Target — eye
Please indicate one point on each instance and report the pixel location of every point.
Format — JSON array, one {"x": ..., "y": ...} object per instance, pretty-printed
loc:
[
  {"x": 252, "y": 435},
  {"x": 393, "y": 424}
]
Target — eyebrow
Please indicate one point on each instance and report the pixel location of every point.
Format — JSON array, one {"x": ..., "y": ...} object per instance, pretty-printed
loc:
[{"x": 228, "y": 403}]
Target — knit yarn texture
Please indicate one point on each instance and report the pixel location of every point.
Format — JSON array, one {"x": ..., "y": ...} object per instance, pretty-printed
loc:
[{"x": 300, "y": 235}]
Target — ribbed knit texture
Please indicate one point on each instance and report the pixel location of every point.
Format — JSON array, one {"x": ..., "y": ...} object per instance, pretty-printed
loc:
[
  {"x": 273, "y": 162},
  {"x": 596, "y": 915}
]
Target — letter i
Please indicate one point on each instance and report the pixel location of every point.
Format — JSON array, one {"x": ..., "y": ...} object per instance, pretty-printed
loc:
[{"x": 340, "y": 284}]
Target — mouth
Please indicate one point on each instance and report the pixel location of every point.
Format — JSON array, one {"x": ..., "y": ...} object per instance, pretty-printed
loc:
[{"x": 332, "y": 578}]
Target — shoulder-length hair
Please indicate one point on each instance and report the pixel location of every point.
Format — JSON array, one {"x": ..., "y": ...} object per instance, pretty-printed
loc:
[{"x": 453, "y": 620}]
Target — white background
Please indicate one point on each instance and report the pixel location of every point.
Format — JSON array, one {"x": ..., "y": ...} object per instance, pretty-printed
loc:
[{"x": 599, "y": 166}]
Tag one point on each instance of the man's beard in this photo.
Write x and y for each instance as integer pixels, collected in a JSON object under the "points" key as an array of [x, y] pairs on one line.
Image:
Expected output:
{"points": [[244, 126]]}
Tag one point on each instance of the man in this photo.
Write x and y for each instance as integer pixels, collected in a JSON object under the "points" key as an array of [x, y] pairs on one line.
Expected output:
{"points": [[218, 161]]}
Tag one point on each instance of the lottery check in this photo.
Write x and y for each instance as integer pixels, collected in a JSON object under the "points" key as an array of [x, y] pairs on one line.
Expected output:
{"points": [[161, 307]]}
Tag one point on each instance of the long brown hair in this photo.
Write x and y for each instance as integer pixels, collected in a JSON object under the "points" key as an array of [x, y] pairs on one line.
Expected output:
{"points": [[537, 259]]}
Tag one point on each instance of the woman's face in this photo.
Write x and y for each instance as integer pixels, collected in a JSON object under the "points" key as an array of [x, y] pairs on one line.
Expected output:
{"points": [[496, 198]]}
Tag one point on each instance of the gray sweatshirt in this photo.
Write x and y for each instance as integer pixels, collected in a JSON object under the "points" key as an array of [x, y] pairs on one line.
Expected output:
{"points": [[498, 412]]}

What needs to be done: Return every line of the data above in which "hair" appears.

Exercise response:
Target — shoulder-length hair
Tag one point on each instance of the long brown hair in this photo.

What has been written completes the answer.